Supplied material -
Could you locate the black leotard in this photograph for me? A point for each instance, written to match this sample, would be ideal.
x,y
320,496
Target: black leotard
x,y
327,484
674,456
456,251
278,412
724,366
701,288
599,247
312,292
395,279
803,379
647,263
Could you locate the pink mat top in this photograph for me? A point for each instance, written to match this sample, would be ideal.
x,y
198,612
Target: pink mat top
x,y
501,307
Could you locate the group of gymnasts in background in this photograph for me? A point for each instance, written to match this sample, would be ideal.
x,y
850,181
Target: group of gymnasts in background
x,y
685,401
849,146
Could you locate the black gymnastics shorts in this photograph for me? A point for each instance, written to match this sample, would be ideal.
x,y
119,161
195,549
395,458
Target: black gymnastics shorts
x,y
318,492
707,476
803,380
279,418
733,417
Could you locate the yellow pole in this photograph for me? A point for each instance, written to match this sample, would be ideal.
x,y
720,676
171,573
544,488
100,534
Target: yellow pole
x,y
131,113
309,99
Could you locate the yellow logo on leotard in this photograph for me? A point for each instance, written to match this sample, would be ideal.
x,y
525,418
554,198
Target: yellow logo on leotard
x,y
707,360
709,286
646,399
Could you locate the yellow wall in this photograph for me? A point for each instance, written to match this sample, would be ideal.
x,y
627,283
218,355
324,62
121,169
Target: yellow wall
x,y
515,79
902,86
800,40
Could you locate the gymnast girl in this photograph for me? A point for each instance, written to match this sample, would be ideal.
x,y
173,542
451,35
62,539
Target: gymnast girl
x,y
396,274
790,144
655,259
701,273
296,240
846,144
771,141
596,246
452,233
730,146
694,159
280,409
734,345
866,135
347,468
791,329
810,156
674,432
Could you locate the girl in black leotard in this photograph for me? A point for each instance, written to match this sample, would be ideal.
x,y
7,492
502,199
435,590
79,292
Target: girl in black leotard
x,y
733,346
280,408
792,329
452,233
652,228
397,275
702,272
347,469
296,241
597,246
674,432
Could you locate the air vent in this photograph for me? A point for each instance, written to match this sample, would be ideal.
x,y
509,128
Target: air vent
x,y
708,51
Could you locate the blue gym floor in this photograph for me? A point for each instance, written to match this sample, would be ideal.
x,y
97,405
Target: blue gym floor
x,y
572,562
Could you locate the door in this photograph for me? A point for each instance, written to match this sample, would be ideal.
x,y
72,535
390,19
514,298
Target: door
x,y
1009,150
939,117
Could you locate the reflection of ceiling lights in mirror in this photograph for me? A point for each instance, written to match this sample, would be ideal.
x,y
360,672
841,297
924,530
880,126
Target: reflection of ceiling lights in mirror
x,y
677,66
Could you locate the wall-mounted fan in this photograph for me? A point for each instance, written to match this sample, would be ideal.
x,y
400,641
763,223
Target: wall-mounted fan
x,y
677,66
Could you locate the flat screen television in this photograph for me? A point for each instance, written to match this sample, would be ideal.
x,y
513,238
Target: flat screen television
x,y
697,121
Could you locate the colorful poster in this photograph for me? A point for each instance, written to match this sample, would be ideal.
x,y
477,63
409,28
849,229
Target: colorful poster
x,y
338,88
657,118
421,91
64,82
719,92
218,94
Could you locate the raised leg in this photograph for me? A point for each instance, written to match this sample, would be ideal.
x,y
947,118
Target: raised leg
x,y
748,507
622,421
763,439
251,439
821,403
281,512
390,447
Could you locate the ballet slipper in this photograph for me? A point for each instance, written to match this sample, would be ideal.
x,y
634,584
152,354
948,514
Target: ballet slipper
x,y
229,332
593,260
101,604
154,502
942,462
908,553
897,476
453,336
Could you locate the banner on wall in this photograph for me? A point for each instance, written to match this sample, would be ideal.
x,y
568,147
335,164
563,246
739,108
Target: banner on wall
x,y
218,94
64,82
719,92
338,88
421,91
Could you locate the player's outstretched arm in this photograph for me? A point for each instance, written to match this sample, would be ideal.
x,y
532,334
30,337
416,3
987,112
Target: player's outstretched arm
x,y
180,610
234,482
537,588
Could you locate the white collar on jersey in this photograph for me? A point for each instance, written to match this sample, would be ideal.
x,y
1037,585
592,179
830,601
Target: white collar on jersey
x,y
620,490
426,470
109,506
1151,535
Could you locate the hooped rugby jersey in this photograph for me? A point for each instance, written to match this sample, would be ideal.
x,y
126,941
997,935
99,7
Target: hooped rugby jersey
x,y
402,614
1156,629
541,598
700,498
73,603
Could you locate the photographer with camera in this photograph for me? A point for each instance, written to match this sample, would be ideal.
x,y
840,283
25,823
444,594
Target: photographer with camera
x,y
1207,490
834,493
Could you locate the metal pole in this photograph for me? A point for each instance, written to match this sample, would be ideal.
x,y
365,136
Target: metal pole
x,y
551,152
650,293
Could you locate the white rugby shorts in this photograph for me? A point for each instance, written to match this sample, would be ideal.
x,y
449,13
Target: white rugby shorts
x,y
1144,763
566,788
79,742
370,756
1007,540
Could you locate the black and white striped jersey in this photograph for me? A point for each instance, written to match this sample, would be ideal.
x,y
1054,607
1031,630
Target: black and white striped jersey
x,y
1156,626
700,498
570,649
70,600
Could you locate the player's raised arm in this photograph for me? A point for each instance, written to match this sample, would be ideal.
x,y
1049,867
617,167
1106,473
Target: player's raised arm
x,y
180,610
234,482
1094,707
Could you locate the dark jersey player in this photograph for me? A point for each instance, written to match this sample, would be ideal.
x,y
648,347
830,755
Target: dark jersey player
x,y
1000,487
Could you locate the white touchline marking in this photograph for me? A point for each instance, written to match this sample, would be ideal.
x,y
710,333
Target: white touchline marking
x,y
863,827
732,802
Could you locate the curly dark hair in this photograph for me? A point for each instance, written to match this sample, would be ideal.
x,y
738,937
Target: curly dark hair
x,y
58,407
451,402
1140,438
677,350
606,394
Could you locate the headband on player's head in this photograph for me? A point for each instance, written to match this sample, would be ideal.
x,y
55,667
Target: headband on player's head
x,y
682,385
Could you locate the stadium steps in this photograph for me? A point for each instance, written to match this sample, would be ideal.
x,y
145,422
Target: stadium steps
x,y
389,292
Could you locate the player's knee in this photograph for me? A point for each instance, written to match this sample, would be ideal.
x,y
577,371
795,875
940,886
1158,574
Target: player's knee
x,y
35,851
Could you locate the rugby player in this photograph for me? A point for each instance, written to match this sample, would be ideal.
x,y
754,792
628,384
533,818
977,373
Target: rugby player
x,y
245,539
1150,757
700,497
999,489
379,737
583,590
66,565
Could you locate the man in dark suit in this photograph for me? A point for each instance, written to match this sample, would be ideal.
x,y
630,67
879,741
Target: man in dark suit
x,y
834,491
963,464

Assignment -
The answer is to be the complete listing, transcribed exactly.

Solution to the problem -
Could you locate the black leotard in this photograph for me? A point for each instance, written to match this sample, would be ideal.
x,y
320,496
Target: black leotard
x,y
327,484
674,456
456,251
278,412
724,366
701,288
599,247
312,292
395,279
803,379
647,263
Could you locate the pink mat top in this photograph for me? A point for each instance, written to match this sample, would be ideal.
x,y
198,612
Target: pink mat top
x,y
501,307
Could you locate the group of gymnasts in background in this photograph for me? A point for each instance, written to match this sample, would be ideal.
x,y
850,181
Target: group of gymnasts in background
x,y
685,401
849,146
Could you locate the black gymnastics shorts in this photograph for me? A point for each instance, written to match this sample, would be ideal.
x,y
119,161
195,549
395,458
Target: black gymnastics shorts
x,y
318,492
707,476
803,380
279,418
733,417
Could you locate the yellow pole in this photograph for me? A point for each instance, written to match this sample, would be ideal.
x,y
720,676
171,573
544,488
100,534
Target: yellow pole
x,y
131,113
309,99
Could you locate the yellow logo on leotard in this photograph for me? A point for each instance, written to match this sample, would be ideal.
x,y
525,418
554,198
Target: yellow logo on leotard
x,y
707,360
709,286
646,399
Could you locate the yellow wall in this photograph for me? A point for each instance, written to match this sample, would be ideal.
x,y
627,283
218,355
324,62
121,169
Target: yellow wall
x,y
515,79
902,86
800,40
Could you locate the gymnast girl in this photograph for me? A point for each instance, written to match this sample, would be ideal.
x,y
173,542
451,35
62,539
Target: gymnast girl
x,y
396,274
790,144
655,259
701,273
296,240
846,144
771,141
596,246
452,233
730,146
694,159
280,409
734,345
866,135
347,468
791,329
810,156
674,432
Could you locate the girl in black leotard in this photograph for me? A point for each instance, written to match this sample, would be ideal.
x,y
7,492
502,199
435,590
79,292
Target: girl in black leotard
x,y
733,346
280,408
792,329
452,233
652,228
397,275
702,272
347,469
296,241
597,246
674,432
Could you locate the air vent in this photograph for me? A point for each instance, written to match this sample, would be ideal.
x,y
509,128
Target: air vent
x,y
708,51
Could you locate the blue gym floor in this photograph for me? A point for each instance, written to match this sample, would be ideal.
x,y
97,405
Target: blue gym floor
x,y
572,562
Could you locate the door in this photograph for me? A point for each instance, written to match this sample, would be ideal.
x,y
72,535
390,19
514,298
Target: door
x,y
1009,150
939,117
Could you locate the reflection of ceiling lights in mirror in this photograph for me? A point for each instance, written to match this sample, would be ideal.
x,y
360,672
841,297
924,530
880,126
Target: reflection of ceiling lights in mirror
x,y
677,66
Could you locate the wall-mounted fan in this photograph for me? A point for each instance, written to match this sample, would be ideal.
x,y
400,641
763,223
Target: wall-mounted fan
x,y
677,66
Could you locate the flat screen television in this photograph for me? A point for each instance, written to match this sample, would be ideal.
x,y
513,238
Target: flat screen television
x,y
697,121
Could you locate the colorful poster in this photograph for me? A point for each instance, written to match this sample, would be ideal.
x,y
477,63
409,28
849,229
Target: colorful poster
x,y
338,88
657,118
421,91
64,82
719,92
218,94
Could you locate the raised leg in this photograph for me? A point for each instance, written to match this sample, would be ideal.
x,y
947,118
Target: raised leg
x,y
748,507
622,421
763,439
251,439
821,403
281,512
390,447
Could you locate the ballet slipper in this photograph for me? A point for each instance, written to match this sample, would be ideal.
x,y
634,584
152,354
948,514
Target: ballet slipper
x,y
229,332
593,260
101,604
154,502
942,462
908,553
897,476
453,336
Could you locate the banner on wall in this photograph for me? A point for each instance, written to match this sample, would be ideal.
x,y
568,147
335,164
563,246
739,108
Target: banner on wall
x,y
218,94
64,82
719,92
338,88
421,91
Could you locate the player's outstretched arm in this photograph for me? A point for each instance, written to match this sample, would be ideal.
x,y
532,334
30,337
416,3
987,112
Target: player's outstretched arm
x,y
180,610
234,482
537,588
Could you locate the white collar on jersey in this photograph for me? A point for each instance, written to match this sample, would be ideal.
x,y
1037,585
592,179
830,601
Target: white collar on jersey
x,y
620,490
426,470
109,506
1151,535
Could you locate the hooped rugby jersey in this photograph for me? A point for each instance, written to match this sample, would be ideal.
x,y
126,941
997,935
99,7
Target: hooped rugby jersey
x,y
402,614
1156,629
541,598
700,498
73,603
Could you locate the photographer with camera in this photograph for me? A point for each instance, written to match this sample, would be ideal.
x,y
840,283
25,823
444,594
Target: photographer with camera
x,y
1207,490
834,493
Could you locate the metal pole in this photograph for me? A point for each instance, written to match this sample, would be ideal.
x,y
365,136
Target: metal pole
x,y
551,152
650,293
Could you locate the white rugby shorts in this photograph for me? A point for each instance, written to match this sample, would be ideal.
x,y
449,13
Target: white rugby shorts
x,y
1144,763
566,788
79,742
370,756
1007,540
Could you locate the black and white striped jersey in this photograph for me? A point for each instance, written to match this sample, would be ideal.
x,y
1054,607
1031,630
Target: black and white striped jersey
x,y
1156,626
700,498
570,649
70,600
Could you locate the player's raised arm in this photograph for me? A point for each instance, written to match this sample, would be ideal.
x,y
1049,867
617,167
1106,473
Target: player's raised arm
x,y
180,610
234,482
1094,707
Could you locate the dark jersey player in this photograph for me? A point for each instance, written to match this sample, would be ideal.
x,y
648,347
830,755
Target: dark jersey player
x,y
1000,487
Could you locate the white touchline marking in this photograph for me? A point for each instance, written to match this sample, would be ideal.
x,y
710,333
Target: white touchline marking
x,y
863,827
732,802
Could you locate the curly dark hair in this photograph for me? A point for each instance, written to match this sample, would be ideal.
x,y
738,937
Target: curly dark hair
x,y
58,407
451,402
1140,438
677,350
606,394
Could you locate the headband on player's head in this photograph for me? A point for each instance, written to match this sample, would be ideal.
x,y
55,667
Target: headband on player's head
x,y
682,385
Could you locate the stadium steps in this photograph for me? A point for each instance, written to match this sample, would be ideal.
x,y
145,422
Target: stadium steps
x,y
389,292
Could you locate the player's knee in this photograph for me? A point for each instance, written to match this sample, would be ideal.
x,y
577,371
795,875
940,886
1158,574
Target: player's knee
x,y
35,851
Could you locate the rugby player in this photograph for me? A point for each instance, written to match this sample, would be ideal.
x,y
754,792
628,384
533,818
977,373
Target: rugby player
x,y
245,539
1150,757
700,497
999,489
379,737
583,590
66,565
Could you locate the man in dark suit in this photograph for me? A point for each instance, written to match this sample, would be ideal.
x,y
630,67
879,741
Target: man in dark suit
x,y
834,491
963,464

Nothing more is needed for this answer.